_Try it_
Return all lines of the listing below that carry the word "outline".
(Records shown begins)
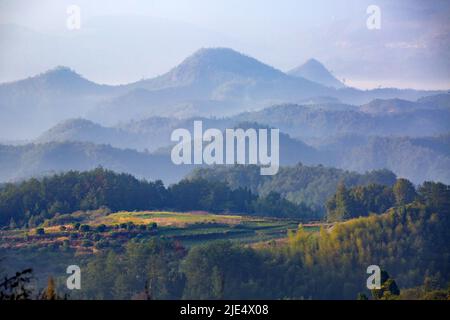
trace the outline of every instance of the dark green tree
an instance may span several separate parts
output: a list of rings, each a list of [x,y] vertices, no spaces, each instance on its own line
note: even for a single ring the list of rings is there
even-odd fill
[[[394,192],[395,203],[398,206],[411,203],[417,197],[414,185],[409,180],[403,178],[397,180],[392,191]]]

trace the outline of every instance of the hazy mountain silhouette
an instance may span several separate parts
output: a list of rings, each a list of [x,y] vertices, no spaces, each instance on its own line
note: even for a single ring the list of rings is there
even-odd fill
[[[86,115],[116,91],[66,67],[1,84],[0,136],[28,138],[61,120]]]
[[[360,110],[370,114],[394,114],[411,112],[425,107],[423,104],[402,99],[375,99],[362,105]]]
[[[439,101],[445,104],[442,97]],[[204,130],[271,126],[282,131],[282,165],[300,161],[359,172],[388,168],[416,183],[450,181],[447,174],[450,172],[448,135],[421,138],[450,132],[450,110],[403,100],[375,101],[372,105],[389,106],[392,103],[400,104],[402,108],[391,113],[368,113],[347,105],[280,105],[229,118],[155,117],[113,127],[75,119],[48,130],[37,142],[90,141],[116,148],[156,150],[155,155],[166,156],[170,162],[171,146],[174,145],[170,141],[171,132],[176,128],[192,130],[194,120],[202,120]],[[306,139],[313,145],[297,139]]]
[[[409,103],[412,107],[409,111],[376,114],[339,104],[283,104],[239,114],[232,119],[265,123],[300,139],[344,134],[419,137],[450,132],[450,109]]]
[[[130,92],[103,105],[95,119],[223,116],[329,92],[228,48],[200,49],[168,73],[125,87]]]
[[[201,49],[159,77],[128,85],[93,83],[58,67],[0,85],[0,137],[29,139],[68,118],[109,126],[154,116],[231,116],[282,103],[374,98],[416,100],[438,91],[335,89],[287,75],[232,49]]]
[[[0,145],[0,181],[98,166],[166,183],[178,181],[192,166],[176,166],[170,156],[152,155],[88,142],[50,142],[23,146]]]
[[[105,127],[86,119],[69,119],[45,131],[36,143],[80,141],[111,144],[115,147],[134,147],[139,135],[114,127]],[[137,148],[136,148],[137,149]]]
[[[107,144],[114,148],[132,148],[141,151],[151,151],[159,155],[170,155],[172,146],[177,142],[170,140],[170,135],[176,128],[193,130],[194,120],[201,120],[203,130],[209,128],[268,128],[258,123],[239,123],[230,119],[171,119],[149,118],[141,121],[123,123],[120,126],[104,127],[84,119],[71,119],[64,121],[47,130],[35,143],[49,142],[90,142]],[[225,150],[224,150],[225,152]],[[317,151],[303,143],[280,133],[280,159],[281,164],[295,164],[302,161],[306,164],[320,162]]]
[[[418,103],[440,109],[450,109],[450,92],[425,96],[417,100]]]
[[[227,81],[236,81],[237,78],[282,80],[288,77],[283,72],[232,49],[203,48],[166,74],[139,81],[131,86],[155,90],[197,83],[214,88]]]
[[[414,183],[450,183],[450,136],[364,137],[332,139],[320,150],[338,168],[364,172],[379,168],[392,170]]]
[[[294,77],[305,78],[332,88],[344,88],[345,85],[336,79],[325,66],[316,59],[309,59],[301,66],[288,72]]]

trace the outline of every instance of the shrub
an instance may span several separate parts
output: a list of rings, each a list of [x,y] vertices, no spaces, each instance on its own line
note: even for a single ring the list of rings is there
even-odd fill
[[[105,232],[107,229],[106,225],[104,224],[100,224],[97,226],[97,228],[95,229],[97,232]]]
[[[91,227],[89,227],[89,225],[87,225],[87,224],[83,224],[80,226],[81,232],[88,232],[89,230],[91,230]]]

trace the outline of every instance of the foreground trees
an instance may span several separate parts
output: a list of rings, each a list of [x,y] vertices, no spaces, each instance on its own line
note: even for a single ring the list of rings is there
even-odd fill
[[[450,215],[443,200],[434,191],[330,230],[300,227],[286,244],[262,249],[232,242],[189,251],[163,242],[130,244],[88,263],[83,297],[131,298],[148,283],[153,299],[356,299],[359,293],[371,299],[444,299]],[[370,292],[366,269],[372,264],[388,273],[382,272],[382,288]]]
[[[83,259],[82,290],[70,298],[446,299],[447,188],[426,190],[384,214],[320,232],[300,226],[286,243],[259,249],[227,241],[188,250],[158,237],[107,247]],[[373,264],[388,274],[380,290],[369,292],[366,270]]]
[[[30,190],[39,185],[29,183]],[[180,210],[196,206],[227,210],[237,204],[255,208],[258,203],[261,207],[257,210],[269,213],[277,213],[279,207],[288,213],[292,208],[277,194],[256,197],[245,190],[235,193],[225,184],[204,183],[195,179],[163,187],[160,196],[146,201],[166,199]],[[360,298],[444,299],[449,296],[450,282],[449,186],[426,182],[413,192],[407,181],[395,185],[397,188],[340,186],[330,200],[330,217],[350,220],[320,232],[307,232],[300,226],[289,234],[285,244],[268,244],[262,249],[217,242],[187,250],[157,237],[134,240],[125,247],[103,248],[101,253],[85,258],[83,290],[72,297],[355,299],[361,293]],[[3,201],[9,199],[3,205],[14,203],[9,201],[17,194],[22,196],[16,198],[22,204],[44,206],[37,200],[50,198],[39,198],[39,193],[31,192],[30,197],[38,197],[28,202],[30,197],[17,188],[18,193],[6,194],[10,198],[2,194]],[[79,194],[92,194],[89,188],[83,192]],[[374,212],[378,214],[370,214]],[[54,252],[58,253],[61,251]],[[389,276],[384,275],[382,289],[370,293],[366,269],[373,264],[387,270]]]

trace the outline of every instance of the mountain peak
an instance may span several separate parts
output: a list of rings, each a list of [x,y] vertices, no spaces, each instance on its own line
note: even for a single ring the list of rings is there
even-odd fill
(Records shown ends)
_Worked solution_
trace the outline of every instance of the dark green tree
trace the outline of every instance of the hazy mountain silhouette
trace the outline of every instance of the shrub
trace the outline of every instance of the foreground trees
trace the outline of every instance of the mountain peak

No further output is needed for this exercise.